▸ Your task
Given the records below, transcribe each of them exactly.

Excerpts from a dataset
########################################

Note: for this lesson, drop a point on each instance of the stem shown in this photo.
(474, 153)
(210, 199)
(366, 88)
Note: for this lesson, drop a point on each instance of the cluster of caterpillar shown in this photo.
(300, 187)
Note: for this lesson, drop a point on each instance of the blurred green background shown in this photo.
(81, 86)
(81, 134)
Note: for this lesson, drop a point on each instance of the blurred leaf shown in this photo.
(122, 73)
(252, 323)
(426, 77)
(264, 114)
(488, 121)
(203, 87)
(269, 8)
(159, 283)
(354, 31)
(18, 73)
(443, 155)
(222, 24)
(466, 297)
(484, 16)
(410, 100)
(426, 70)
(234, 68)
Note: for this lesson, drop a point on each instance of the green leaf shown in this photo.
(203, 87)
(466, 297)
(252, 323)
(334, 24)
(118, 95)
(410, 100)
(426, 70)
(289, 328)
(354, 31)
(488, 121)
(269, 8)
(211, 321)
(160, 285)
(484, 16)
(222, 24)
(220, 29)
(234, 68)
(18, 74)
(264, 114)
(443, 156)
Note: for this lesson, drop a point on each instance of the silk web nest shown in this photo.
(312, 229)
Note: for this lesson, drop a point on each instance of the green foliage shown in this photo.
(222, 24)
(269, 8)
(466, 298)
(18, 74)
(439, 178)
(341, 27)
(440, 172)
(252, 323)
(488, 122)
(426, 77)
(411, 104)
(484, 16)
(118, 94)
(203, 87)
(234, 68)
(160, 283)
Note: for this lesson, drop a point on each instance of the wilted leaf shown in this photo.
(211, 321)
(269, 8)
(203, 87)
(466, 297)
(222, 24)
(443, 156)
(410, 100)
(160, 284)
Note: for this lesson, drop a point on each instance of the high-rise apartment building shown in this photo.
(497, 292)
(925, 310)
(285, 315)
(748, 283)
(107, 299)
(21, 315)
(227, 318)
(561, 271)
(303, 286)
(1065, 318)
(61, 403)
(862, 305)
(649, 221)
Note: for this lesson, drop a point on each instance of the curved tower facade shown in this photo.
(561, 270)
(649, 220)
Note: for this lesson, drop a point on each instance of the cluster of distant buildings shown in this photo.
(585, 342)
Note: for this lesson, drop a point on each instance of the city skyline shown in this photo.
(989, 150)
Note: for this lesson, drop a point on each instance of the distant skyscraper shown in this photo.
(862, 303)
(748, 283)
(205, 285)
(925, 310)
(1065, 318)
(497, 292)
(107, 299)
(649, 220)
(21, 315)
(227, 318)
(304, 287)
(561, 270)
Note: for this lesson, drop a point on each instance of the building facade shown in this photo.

########################################

▸ Expected answer
Note: for this lesson, drop a point on each instance of the stem shown in this photo.
(474, 153)
(210, 199)
(366, 88)
Note: for this lesson, drop a point on each instance of the cluster of caterpillar shown in this photo.
(300, 187)
Note: for this lesson, drop a point on each instance of the blurred green background shown in this photo.
(81, 86)
(81, 134)
Note: for this lesson, drop a point on each instance of the blurred leaf shown in this photo.
(122, 73)
(252, 323)
(426, 77)
(264, 114)
(488, 121)
(203, 87)
(269, 8)
(159, 283)
(354, 31)
(18, 73)
(443, 155)
(222, 24)
(466, 297)
(484, 16)
(410, 100)
(426, 70)
(234, 68)
Note: for this lesson, drop a point on each instance of the green leaf shown in this photo.
(203, 87)
(466, 297)
(252, 323)
(334, 24)
(118, 95)
(410, 100)
(426, 70)
(289, 328)
(354, 31)
(488, 121)
(269, 8)
(211, 321)
(160, 285)
(484, 16)
(222, 24)
(220, 29)
(234, 68)
(18, 74)
(264, 114)
(443, 156)
Note: for this lesson, drop a point on each instance of the silk web nest shown in this photo.
(312, 229)
Note: for this lesson, drop a point on each instance of the green foliage shown in this photo.
(222, 24)
(269, 8)
(466, 298)
(18, 74)
(439, 178)
(341, 27)
(440, 172)
(252, 323)
(488, 122)
(426, 77)
(411, 104)
(484, 16)
(118, 94)
(203, 87)
(234, 68)
(160, 283)
Note: for this lesson, drop a point on each instance of the wilted leaf shown in this photo.
(211, 321)
(269, 8)
(203, 87)
(466, 297)
(222, 24)
(443, 156)
(410, 100)
(160, 284)
Note: for this lesson, drop a point on each instance of the high-rise apartment building shown in this photo.
(497, 292)
(925, 310)
(285, 315)
(748, 283)
(107, 299)
(21, 315)
(227, 318)
(561, 271)
(303, 286)
(1065, 318)
(61, 403)
(862, 305)
(649, 221)
Note: for this lesson, drop a point on each instance of the curved tower facade shown in this photo.
(561, 270)
(649, 220)
Note: for this lesson, drop a point on each instance of the cluster of distant buildings shown in this photo.
(585, 342)
Note: for this lesson, drop a point on each instance of the city skyline shown in this photo.
(989, 150)
Note: for this lesson, drop a point on each instance of the distant skyscraper shown in this photo.
(862, 303)
(748, 283)
(205, 285)
(925, 310)
(1065, 318)
(497, 292)
(107, 299)
(649, 220)
(21, 315)
(227, 318)
(304, 287)
(561, 270)
Note: for this lesson, drop a point on each instance of the building facade shown in this photo.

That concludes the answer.